(Data to process begins)
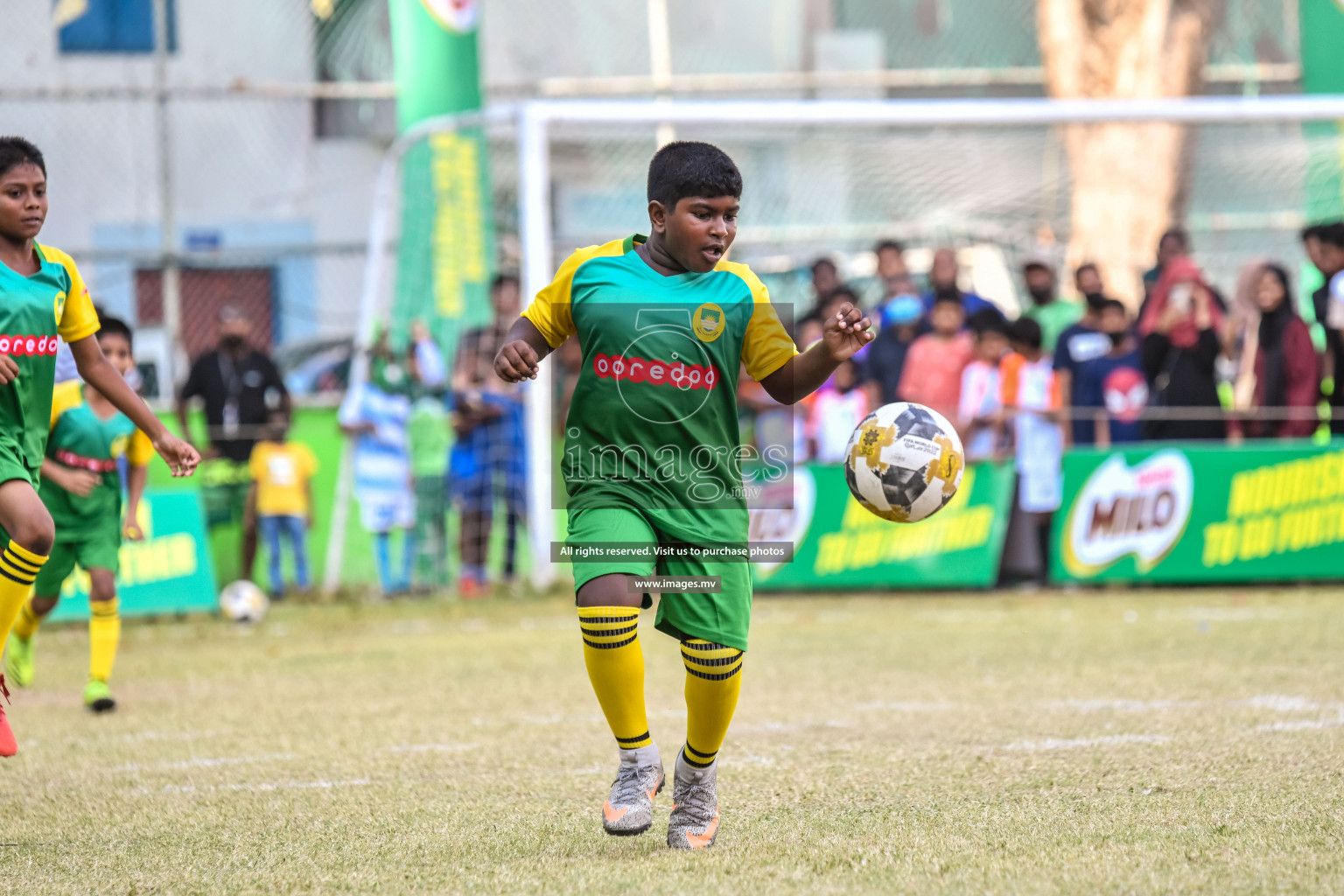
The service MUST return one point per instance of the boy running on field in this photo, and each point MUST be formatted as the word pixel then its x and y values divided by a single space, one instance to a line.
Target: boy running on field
pixel 651 451
pixel 82 492
pixel 42 296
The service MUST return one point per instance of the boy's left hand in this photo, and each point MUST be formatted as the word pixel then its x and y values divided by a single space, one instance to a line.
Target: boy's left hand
pixel 845 333
pixel 180 457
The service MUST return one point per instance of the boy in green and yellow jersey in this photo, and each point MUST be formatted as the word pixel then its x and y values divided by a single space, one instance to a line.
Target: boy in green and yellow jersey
pixel 652 456
pixel 80 488
pixel 43 300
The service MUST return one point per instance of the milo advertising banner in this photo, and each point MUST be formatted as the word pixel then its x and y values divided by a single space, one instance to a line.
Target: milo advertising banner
pixel 167 572
pixel 839 544
pixel 1201 514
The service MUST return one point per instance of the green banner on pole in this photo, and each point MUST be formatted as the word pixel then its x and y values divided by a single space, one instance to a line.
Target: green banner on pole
pixel 446 246
pixel 1191 514
pixel 1323 73
pixel 167 572
pixel 843 546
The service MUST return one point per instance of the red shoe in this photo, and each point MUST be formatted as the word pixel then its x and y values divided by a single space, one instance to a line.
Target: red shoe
pixel 8 746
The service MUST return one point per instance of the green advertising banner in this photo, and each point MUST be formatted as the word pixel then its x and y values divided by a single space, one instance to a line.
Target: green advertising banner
pixel 448 238
pixel 843 546
pixel 167 572
pixel 1191 514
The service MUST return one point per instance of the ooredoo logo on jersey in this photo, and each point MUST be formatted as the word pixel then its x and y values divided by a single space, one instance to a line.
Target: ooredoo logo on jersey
pixel 29 346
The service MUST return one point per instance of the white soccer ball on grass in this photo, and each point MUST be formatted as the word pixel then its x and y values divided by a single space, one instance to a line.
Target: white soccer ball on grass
pixel 242 601
pixel 903 462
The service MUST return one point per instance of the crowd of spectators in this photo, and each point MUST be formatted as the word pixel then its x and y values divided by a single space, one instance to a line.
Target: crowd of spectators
pixel 1086 369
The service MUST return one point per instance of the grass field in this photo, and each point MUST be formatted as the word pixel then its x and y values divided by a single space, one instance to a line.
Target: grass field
pixel 1115 742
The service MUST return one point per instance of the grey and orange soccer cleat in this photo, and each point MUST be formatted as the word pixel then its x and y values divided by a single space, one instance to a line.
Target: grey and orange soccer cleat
pixel 629 808
pixel 695 805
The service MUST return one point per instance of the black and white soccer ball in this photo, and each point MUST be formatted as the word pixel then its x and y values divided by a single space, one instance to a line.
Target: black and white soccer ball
pixel 903 462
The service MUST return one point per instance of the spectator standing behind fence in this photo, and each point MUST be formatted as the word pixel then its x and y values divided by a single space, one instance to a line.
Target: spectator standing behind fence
pixel 1081 343
pixel 1326 248
pixel 933 368
pixel 1113 384
pixel 942 281
pixel 240 387
pixel 281 500
pixel 1180 348
pixel 836 414
pixel 489 458
pixel 1031 399
pixel 1284 361
pixel 1053 313
pixel 1172 245
pixel 375 416
pixel 978 411
pixel 890 346
pixel 430 438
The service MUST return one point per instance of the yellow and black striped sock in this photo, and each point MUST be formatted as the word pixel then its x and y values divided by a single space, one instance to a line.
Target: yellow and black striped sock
pixel 18 571
pixel 104 635
pixel 27 624
pixel 712 684
pixel 616 668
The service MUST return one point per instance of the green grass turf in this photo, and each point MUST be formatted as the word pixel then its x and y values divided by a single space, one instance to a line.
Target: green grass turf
pixel 1095 743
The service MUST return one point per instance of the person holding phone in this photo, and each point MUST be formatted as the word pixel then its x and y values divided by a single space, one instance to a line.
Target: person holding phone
pixel 1180 346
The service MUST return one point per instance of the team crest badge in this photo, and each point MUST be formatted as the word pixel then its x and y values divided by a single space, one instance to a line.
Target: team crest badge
pixel 709 323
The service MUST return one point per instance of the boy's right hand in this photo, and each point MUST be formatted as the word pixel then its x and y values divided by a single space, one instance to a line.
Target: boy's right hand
pixel 75 481
pixel 516 361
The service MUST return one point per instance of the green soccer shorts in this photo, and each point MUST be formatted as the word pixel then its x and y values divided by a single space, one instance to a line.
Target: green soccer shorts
pixel 14 468
pixel 93 547
pixel 721 618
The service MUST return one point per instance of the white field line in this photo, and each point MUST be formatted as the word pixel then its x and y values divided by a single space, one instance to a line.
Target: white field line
pixel 206 762
pixel 261 788
pixel 1108 740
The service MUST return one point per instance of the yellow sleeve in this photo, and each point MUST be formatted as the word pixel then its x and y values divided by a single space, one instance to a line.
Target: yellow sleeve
pixel 140 451
pixel 77 318
pixel 65 396
pixel 550 311
pixel 766 346
pixel 311 465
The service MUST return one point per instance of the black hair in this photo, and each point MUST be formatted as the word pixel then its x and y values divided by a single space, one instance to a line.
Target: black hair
pixel 987 321
pixel 1332 234
pixel 115 326
pixel 1026 332
pixel 17 150
pixel 840 291
pixel 691 168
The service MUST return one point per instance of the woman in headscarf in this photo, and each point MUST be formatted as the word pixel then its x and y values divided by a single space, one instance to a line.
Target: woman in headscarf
pixel 1285 359
pixel 1180 331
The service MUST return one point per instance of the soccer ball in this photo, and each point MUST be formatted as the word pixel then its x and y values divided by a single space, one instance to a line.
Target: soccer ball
pixel 903 462
pixel 242 601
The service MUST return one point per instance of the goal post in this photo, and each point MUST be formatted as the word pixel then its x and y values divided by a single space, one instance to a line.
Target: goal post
pixel 965 171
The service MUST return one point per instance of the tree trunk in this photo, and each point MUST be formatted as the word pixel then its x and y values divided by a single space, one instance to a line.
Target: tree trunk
pixel 1125 178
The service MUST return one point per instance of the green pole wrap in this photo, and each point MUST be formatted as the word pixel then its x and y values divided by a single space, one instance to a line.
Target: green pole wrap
pixel 1323 73
pixel 446 245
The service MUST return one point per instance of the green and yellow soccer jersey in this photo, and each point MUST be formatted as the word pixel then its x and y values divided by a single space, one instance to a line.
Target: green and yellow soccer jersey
pixel 32 312
pixel 654 422
pixel 85 441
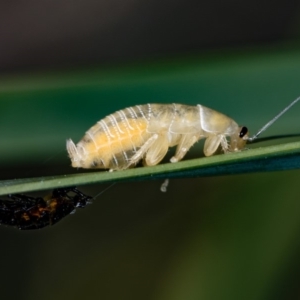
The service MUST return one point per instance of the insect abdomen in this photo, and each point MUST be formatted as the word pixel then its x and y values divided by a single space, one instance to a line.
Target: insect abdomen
pixel 112 141
pixel 146 132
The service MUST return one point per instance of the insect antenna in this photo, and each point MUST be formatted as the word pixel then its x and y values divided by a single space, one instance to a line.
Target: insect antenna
pixel 255 136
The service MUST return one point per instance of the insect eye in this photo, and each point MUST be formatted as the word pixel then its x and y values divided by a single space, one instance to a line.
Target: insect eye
pixel 243 131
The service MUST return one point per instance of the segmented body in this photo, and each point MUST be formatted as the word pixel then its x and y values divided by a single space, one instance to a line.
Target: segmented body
pixel 146 132
pixel 26 212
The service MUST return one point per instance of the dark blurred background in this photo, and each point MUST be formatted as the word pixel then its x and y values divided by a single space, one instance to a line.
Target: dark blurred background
pixel 65 65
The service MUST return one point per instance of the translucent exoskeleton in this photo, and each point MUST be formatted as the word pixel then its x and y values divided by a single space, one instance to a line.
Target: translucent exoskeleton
pixel 122 139
pixel 26 212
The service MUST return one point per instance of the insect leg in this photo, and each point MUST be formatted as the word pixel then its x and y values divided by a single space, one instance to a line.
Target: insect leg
pixel 211 144
pixel 141 152
pixel 186 142
pixel 157 151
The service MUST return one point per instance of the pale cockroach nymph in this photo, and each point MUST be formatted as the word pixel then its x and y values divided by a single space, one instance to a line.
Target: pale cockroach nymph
pixel 122 139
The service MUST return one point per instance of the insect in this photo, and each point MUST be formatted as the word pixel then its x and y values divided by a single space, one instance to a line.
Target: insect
pixel 26 212
pixel 122 139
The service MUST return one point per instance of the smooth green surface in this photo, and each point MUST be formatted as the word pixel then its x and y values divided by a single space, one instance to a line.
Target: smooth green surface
pixel 272 158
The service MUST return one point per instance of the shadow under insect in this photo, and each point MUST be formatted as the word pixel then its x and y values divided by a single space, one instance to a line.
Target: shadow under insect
pixel 26 212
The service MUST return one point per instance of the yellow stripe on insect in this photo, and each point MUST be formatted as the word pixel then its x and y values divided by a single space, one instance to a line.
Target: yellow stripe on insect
pixel 122 139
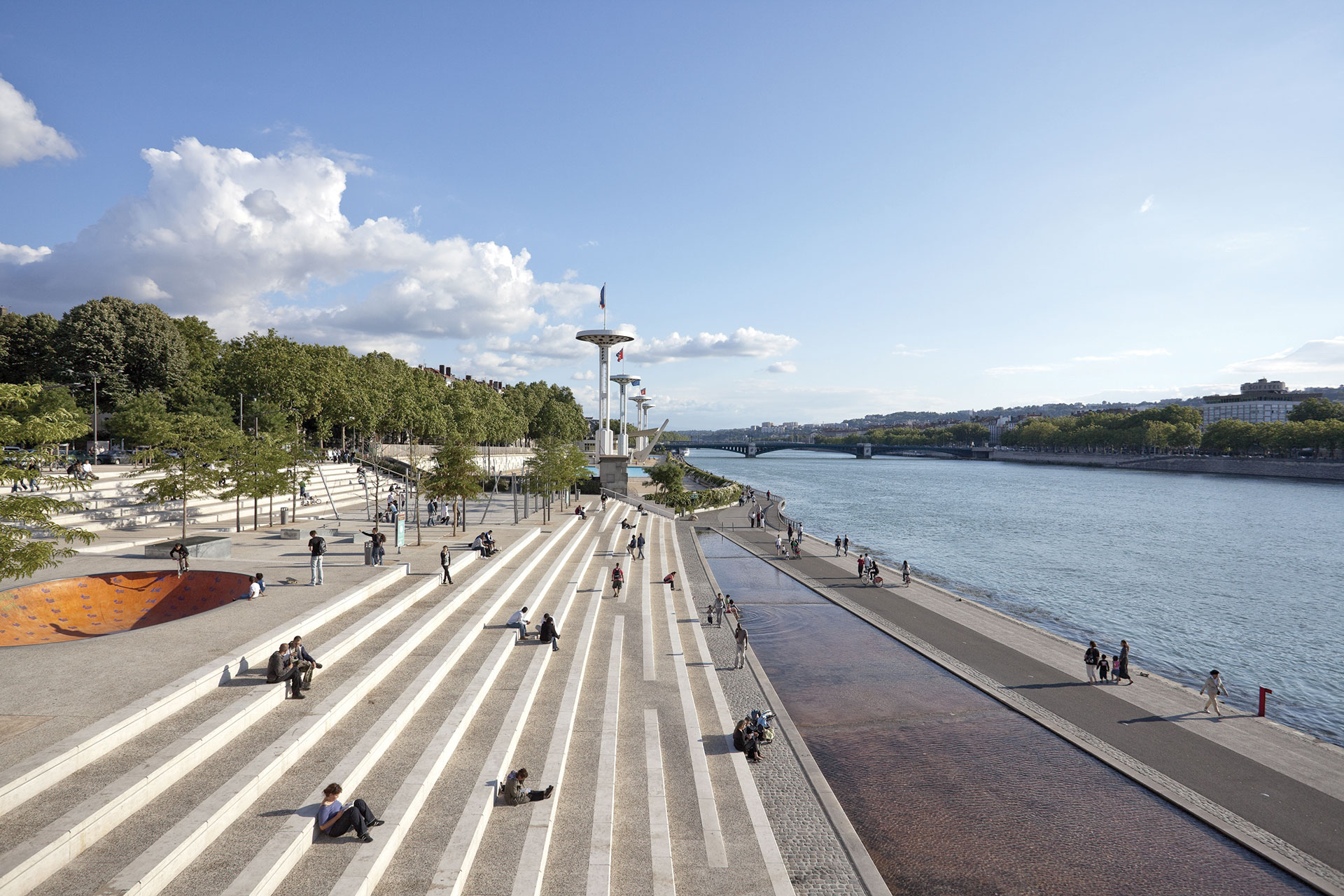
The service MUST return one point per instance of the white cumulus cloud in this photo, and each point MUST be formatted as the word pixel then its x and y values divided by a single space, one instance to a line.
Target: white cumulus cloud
pixel 245 241
pixel 1319 358
pixel 23 137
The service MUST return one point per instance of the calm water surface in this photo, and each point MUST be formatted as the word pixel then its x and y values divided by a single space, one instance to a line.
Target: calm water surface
pixel 1196 571
pixel 952 792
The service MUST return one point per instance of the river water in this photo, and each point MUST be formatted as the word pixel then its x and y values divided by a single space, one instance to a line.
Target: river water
pixel 1196 571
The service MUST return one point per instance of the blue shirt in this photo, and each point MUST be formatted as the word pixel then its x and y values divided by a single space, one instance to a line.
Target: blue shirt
pixel 327 813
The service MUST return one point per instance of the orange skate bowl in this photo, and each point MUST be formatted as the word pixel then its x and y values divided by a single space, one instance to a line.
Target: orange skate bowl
pixel 96 605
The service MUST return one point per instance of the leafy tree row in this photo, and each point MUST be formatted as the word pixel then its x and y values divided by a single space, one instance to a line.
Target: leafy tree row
pixel 152 368
pixel 1166 428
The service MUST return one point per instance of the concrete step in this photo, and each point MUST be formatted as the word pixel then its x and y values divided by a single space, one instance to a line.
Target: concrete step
pixel 424 729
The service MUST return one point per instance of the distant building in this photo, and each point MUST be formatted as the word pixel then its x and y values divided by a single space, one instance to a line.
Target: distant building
pixel 1260 402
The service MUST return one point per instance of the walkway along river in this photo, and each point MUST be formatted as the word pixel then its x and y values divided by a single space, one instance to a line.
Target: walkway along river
pixel 1196 571
pixel 952 792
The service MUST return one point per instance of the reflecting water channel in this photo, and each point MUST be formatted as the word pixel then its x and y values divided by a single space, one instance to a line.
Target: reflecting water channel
pixel 953 793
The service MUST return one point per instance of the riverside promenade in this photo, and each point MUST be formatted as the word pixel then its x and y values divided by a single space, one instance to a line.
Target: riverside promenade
pixel 159 761
pixel 1270 788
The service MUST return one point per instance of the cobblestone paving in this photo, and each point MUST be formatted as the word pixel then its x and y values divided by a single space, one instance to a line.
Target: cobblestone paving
pixel 818 862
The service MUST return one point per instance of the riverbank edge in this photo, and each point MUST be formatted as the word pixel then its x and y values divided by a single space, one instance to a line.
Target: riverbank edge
pixel 1260 841
pixel 854 846
pixel 1252 466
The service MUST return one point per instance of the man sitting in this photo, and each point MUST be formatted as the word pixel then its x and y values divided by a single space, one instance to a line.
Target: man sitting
pixel 280 669
pixel 519 621
pixel 300 657
pixel 517 793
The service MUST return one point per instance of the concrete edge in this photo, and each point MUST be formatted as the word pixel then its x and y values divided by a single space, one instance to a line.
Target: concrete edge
pixel 864 868
pixel 1253 837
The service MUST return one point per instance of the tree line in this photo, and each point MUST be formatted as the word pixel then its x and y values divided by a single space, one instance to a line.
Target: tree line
pixel 152 367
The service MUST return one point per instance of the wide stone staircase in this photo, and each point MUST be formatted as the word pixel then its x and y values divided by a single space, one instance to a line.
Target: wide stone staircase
pixel 115 501
pixel 210 785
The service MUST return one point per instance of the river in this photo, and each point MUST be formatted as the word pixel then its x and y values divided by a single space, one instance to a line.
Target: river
pixel 1196 571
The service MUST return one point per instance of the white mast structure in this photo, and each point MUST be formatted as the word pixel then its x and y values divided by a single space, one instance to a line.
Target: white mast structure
pixel 604 339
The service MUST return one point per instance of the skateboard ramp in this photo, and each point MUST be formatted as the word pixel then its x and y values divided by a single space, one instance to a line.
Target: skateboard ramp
pixel 97 605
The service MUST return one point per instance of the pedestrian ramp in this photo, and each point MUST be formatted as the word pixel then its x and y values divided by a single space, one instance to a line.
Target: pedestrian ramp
pixel 425 703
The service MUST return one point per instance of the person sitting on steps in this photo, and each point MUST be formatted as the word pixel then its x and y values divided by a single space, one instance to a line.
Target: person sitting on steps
pixel 335 818
pixel 280 669
pixel 517 793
(Data to process ends)
▸ Work task: From the material above, copy exactly the lines between the line holding "The service MUST return one point per instance of the dark" and the line holding "of the translucent", inclusive, and only those.

▸ Output of the task:
The service MUST return one point per instance of the dark blurred background in this photo, and each point MUST be formatted as the word pixel then its x and y values divided by a single space, one instance to a line.
Target: dark blurred background
pixel 65 65
The service MUST return one point per instance of the translucent exoskeleton in this photo, and each point MUST be formatted as the word pixel then its x and y values divided by a single space, one instance to a line.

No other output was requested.